→ **Short task 1**: Set down, word for word, the stretch of the Fair Work Week article below from "The bill also" through "that work location.".

------ Document ------

Penalties for violating the Fair Work Week law range from $500 to $2,500 per occurrence depending on severity.
Back in 2016, Seattle passed their Secure Scheduling Law. This law actually takes effect on July 1, 2017. You can hear more about the Seattle Secure Scheduling Law by going to our website, www.smallbizbrainiac.com and pulling up episode 73. Thomas Lindsay gives a great summary of the Seattle law.
New York City, never ones to be outdone, has taken Seattle’s lead and passed their own secure scheduling law known as the “Fair Work Week” law. New York City Mayor Bill de Blasio, back on May 30, signed the Fair Work Week into law. The law is designed to provide predictable work schedules and predictable paychecks for tens of thousands, if not hundreds of thousands of workers in the fast food and retail industries.
The New York City Fair Work Week law goes into effect on November 26, 2017.
Employers, already heavily burdened with costly regulations, will now need to make sure they follow all of the scheduling regulations that come with this new law. The Office of Labor Policy and Standards is the department that is responsible for enforcing the new legislation. The law consists of five separate bills that apply to either retail or fast food establishments, or in some cases, both. Let’s take a look at what each bill consists of.
Bill 1387-2016 addresses on-call scheduling for retail employers.
This will ban the practice of “on-call scheduling” for retail employees. On-call scheduling is when an employer requires an employee to be available to work, to contact the employer or to wait to be contacted by the employer, to determine whether the employee must report to work. This bill will prohibit retail employers from cancelling, changing or adding work shifts within 72 hours of the start of the shift (except in limited cases).
The bill also requires a retail employer to:
- Post the schedule for the retail employees’ schedule 72 hours before the beginning of the scheduled hours of work.
- Provide (upon request by the a retail employee) a written copy of said employee’s work schedule for any week worked within the prior three years, or to provide (upon request by the a retail employee at the work location) the most current version of the work schedule for all retail employees at the at work location.
- Provide an employee upon request a copy of his or her work schedule for any week worked within the prior three years and the most current version of the work schedule for all retail employees at that work location.
That’s a level of records retention that many retailers may not currently maintain. The summary of hours worked in that week may be easily retrieved from payroll reports, but you may not have the daily scheduled hours breakdown unless you have a more sophisticated software solution that allows you to set and save schedules.
Fast Food Employers:
The next three bills apply to employers in the fast food industry.

------

→ **Short task 2**: Extract the stretch of the entries below from the line containing "Where can the overcast" through the final line of the entries, reproducing each line without change.

------ Material shown ------

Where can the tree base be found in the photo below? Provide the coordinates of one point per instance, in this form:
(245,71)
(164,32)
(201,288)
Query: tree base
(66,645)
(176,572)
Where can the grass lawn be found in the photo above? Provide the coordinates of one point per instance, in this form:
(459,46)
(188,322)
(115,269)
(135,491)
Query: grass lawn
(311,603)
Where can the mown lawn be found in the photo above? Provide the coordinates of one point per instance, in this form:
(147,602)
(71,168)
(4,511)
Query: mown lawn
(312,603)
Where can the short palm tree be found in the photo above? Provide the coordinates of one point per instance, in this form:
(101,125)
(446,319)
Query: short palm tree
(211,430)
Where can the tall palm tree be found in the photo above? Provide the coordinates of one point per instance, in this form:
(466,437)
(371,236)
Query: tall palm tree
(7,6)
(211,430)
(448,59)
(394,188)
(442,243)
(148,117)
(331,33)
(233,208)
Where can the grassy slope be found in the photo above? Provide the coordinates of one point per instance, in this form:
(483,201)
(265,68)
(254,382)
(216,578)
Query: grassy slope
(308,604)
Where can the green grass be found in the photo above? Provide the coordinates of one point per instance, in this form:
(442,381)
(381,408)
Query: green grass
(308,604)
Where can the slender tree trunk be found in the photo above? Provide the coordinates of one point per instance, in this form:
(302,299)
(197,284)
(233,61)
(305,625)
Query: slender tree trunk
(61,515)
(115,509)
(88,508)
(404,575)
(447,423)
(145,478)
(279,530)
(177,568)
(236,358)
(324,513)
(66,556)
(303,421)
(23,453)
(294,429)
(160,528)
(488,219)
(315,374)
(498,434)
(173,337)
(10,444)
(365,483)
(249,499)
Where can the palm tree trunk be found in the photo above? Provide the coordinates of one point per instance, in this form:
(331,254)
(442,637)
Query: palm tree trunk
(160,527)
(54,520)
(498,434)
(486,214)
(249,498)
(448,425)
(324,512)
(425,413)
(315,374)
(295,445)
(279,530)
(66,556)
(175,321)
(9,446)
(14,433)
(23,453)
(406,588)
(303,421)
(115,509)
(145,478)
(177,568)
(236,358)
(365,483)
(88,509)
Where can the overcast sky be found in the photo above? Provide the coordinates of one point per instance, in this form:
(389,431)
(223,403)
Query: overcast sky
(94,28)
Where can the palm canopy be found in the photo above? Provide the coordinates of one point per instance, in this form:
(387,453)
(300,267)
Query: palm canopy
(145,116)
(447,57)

------

→ **Expected output 1**:
The bill also requires a retail employer to:
- Post the schedule for the retail employees’ schedule 72 hours before the beginning of the scheduled hours of work.
- Provide (upon request by the a retail employee) a written copy of said employee’s work schedule for any week worked within the prior three years, or to provide (upon request by the a retail employee at the work location) the most current version of the work schedule for all retail employees at the at work location.
- Provide an employee upon request a copy of his or her work schedule for any week worked within the prior three years and the most current version of the work schedule for all retail employees at that work location.

→ **Expected output 2**:
Where can the overcast sky be found in the photo above? Provide the coordinates of one point per instance, in this form:
(389,431)
(223,403)
Query: overcast sky
(94,28)
Where can the palm canopy be found in the photo above? Provide the coordinates of one point per instance, in this form:
(387,453)
(300,267)
Query: palm canopy
(145,116)
(447,57)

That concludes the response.